What is being asked
Reproduce the text below on the three Oscar short film categories word for word, from its first line to its last.

Source extract
+++++
The Gold Knight is here to help you win your Oscar pool and get you in the know of the three Oscar-nominated Shorts categories. Here is a guide to each categories and a review of all 15 nominated shorts.
There are a three categories on the Oscars ballot that may elude many Oscar fans at home. Get them wrong and you could lose your Oscar pool.
Those are the three Short Film categories: Documentary, Animated and Live-Action. These can be the toughest to predict.
However, The Gold Knight is here to help you win your Oscar pool and get you in the know of the three Oscar-nominated Shorts categories so you can make informed choices on your ballot. Here is a guide to each category and a review of all 15 nominated shorts.
Definition
First off, what is a short? Rules for the Academy Awards define a short film as "an original motion picture that has a running time of 40 minutes or less, including all credits." Previews and advertisement are excluded, as well as sequences from feature-length films and unaired TV episodes.
+++++
Source material
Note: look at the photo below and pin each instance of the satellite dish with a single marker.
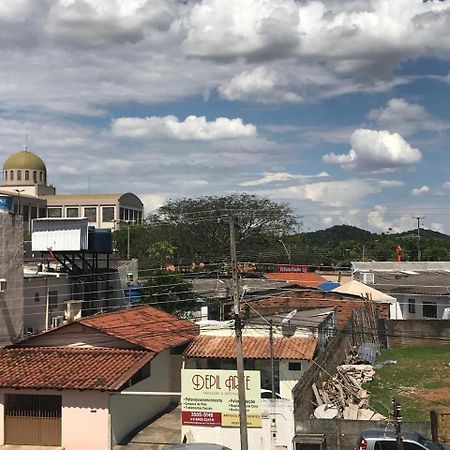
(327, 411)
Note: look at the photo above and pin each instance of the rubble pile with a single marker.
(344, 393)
+++++
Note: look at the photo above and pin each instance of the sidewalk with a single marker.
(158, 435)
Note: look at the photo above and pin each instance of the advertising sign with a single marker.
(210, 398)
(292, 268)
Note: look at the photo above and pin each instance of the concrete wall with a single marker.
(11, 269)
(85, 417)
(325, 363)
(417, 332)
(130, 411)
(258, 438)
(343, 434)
+++++
Task solution
The Gold Knight is here to help you win your Oscar pool and get you in the know of the three Oscar-nominated Shorts categories. Here is a guide to each categories and a review of all 15 nominated shorts.
There are a three categories on the Oscars ballot that may elude many Oscar fans at home. Get them wrong and you could lose your Oscar pool.
Those are the three Short Film categories: Documentary, Animated and Live-Action. These can be the toughest to predict.
However, The Gold Knight is here to help you win your Oscar pool and get you in the know of the three Oscar-nominated Shorts categories so you can make informed choices on your ballot. Here is a guide to each category and a review of all 15 nominated shorts.
Definition
First off, what is a short? Rules for the Academy Awards define a short film as "an original motion picture that has a running time of 40 minutes or less, including all credits." Previews and advertisement are excluded, as well as sequences from feature-length films and unaired TV episodes.